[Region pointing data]
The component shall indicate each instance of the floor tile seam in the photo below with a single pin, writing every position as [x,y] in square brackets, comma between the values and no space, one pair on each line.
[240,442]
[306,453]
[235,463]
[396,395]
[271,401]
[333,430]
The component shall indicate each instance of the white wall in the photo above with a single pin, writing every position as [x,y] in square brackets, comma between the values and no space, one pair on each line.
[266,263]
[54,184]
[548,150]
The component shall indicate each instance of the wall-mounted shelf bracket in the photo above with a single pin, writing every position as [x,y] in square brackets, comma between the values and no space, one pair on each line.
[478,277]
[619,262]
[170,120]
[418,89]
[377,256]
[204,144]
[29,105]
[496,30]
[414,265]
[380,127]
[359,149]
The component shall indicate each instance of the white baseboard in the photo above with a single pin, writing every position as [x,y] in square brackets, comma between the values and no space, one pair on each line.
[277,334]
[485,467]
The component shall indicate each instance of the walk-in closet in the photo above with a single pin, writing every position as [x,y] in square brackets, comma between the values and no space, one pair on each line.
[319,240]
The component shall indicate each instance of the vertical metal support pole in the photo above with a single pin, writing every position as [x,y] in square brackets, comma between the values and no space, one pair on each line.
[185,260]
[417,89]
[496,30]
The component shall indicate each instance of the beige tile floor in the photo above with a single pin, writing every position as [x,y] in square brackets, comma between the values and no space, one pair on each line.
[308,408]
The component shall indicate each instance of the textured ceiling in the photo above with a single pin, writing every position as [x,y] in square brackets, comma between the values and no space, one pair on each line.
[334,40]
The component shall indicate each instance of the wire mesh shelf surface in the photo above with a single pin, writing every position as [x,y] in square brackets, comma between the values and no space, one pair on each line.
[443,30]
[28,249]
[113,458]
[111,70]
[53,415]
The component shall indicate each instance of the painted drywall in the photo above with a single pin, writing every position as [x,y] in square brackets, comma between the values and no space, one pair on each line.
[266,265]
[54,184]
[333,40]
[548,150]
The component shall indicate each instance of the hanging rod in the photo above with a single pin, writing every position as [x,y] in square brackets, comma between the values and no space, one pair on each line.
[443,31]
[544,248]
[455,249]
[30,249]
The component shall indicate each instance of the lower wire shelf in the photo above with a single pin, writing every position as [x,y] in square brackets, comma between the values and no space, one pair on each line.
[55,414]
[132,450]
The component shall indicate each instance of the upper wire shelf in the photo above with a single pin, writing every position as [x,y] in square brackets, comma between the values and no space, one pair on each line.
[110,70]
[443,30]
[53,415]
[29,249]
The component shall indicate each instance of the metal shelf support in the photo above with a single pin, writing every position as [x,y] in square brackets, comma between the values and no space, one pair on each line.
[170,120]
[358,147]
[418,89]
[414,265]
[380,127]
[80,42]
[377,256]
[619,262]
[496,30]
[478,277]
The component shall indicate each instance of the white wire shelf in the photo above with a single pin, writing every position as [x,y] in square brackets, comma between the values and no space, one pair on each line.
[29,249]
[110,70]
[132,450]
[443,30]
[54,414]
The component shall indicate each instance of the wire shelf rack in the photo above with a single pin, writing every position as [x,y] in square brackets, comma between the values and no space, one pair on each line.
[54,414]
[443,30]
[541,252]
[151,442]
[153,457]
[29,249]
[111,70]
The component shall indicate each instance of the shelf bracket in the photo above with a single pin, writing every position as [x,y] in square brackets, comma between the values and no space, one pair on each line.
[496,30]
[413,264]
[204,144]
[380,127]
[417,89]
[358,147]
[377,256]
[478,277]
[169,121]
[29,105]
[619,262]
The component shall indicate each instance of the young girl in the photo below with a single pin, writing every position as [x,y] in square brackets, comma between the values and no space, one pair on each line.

### Task statement:
For each record above, give it again without a single change.

### Answer to this problem:
The component shall indicate each instance of the floor tile seam in the photo below with a single pin, writing every position as [x,y] in square brackets, comma between the values and no space, one pair on each line.
[240,442]
[306,453]
[235,463]
[396,395]
[271,401]
[333,430]
The component shall indicate each instance of the white wall in the photo above with a single pin, writing every position as [x,y] in square brackets, comma between the values and no space, one pair on each line.
[266,263]
[54,184]
[548,150]
The component shall indicate each instance of the wall-mounted shelf bracket in the photo above with a single pin, writing every position as [x,y] in square brackets, comma between the values and no space, one pair on each line.
[478,277]
[619,262]
[170,120]
[418,89]
[377,256]
[204,144]
[29,105]
[496,30]
[414,265]
[380,127]
[359,149]
The component shall indicate each instance of the white baseboard in the photo above with a single pin, writing every position as [x,y] in square brackets, comma between the values and no space, one pair on each line.
[277,334]
[485,467]
The component shall indicate each instance of the walk-in closet in the photo above with a single pin, writing every position as [x,y] in square brackets, comma between the values and no space, one pair on each line.
[319,240]
The component shall indicate each instance of the vertical metal support pole in the photo above with a single pin, writing every position as [x,y] in square brackets, comma between the values and no space, one pair on each line.
[185,260]
[417,89]
[496,30]
The component shall indicate each instance of the beige tile floor in the photo above with a single pin, writing every position as [x,y] in square brackets, comma between the values and no space, one pair on each line.
[308,408]
The component shall indicate each instance of the textured ceiling in the photo above with a single pin, writing every position as [x,y] in square brackets, comma between the values and no space, one pair on each line.
[334,40]
The component shall indicate each instance of the wire mesh shelf surface in the photo above with a single pin, writing every position as [x,y] in square brackets, comma between the values and no space, one pair on each line.
[443,30]
[28,249]
[113,458]
[111,70]
[53,415]
The component shall indicate each instance of the painted drywall in the photo above with a single pin, writing every position as [x,y] in square brackets, comma between the values and no space, one pair on each line.
[266,265]
[54,184]
[333,40]
[548,150]
The component shall indicate each instance of the hanging rod in the photo above with a single pin, writing every position as [x,y] in square brackets, comma between the values and no space, one pair on each line.
[443,31]
[544,248]
[455,249]
[30,249]
The component shall indicate each instance of the lower wire shelf in the photo above with a single pin, writing every position as [x,y] in square brackets, comma between the values and no space, one pair on each line.
[55,414]
[132,450]
The component shall indicate each instance of the upper wire shelf in the photo above with a single pin, writing every position as [x,y] in square brackets, comma between the values and no space, one pair on each line.
[110,70]
[443,30]
[53,415]
[29,249]
The component shall indicate each instance of the metal shelf support in the photo above with a single pin, writing every position as [x,y] in square brackets, comma between the values and no space, one pair on each line.
[170,120]
[358,147]
[418,89]
[414,265]
[380,127]
[80,42]
[377,256]
[619,262]
[496,30]
[478,277]
The component shall indicate each instance of the white wire shelf in the photo above with a single pin, writing every position as [x,y] in square brackets, comma between the values and no space, one pair on each line.
[29,249]
[110,70]
[132,450]
[443,30]
[54,414]
The component shall indicate each instance of the wire shelf rack in the photo above with a single pin, writing every position as [x,y] in square brackets, comma between the values and no space, one pair on each line.
[54,414]
[443,30]
[541,252]
[151,442]
[153,457]
[29,249]
[111,70]
The component shall indicate each instance of the shelf bracket in the photo above with a single pin, writing every position as [x,y] in square brackets, comma between the values and no space, one pair on each line.
[496,30]
[413,264]
[204,144]
[380,127]
[417,89]
[358,147]
[377,256]
[478,277]
[169,121]
[29,105]
[619,262]
The component shall indicate each instance of the young girl in the photo below with a single pin, writing every position as [x,y] in square brackets, comma between the values and no space, one pair on each line.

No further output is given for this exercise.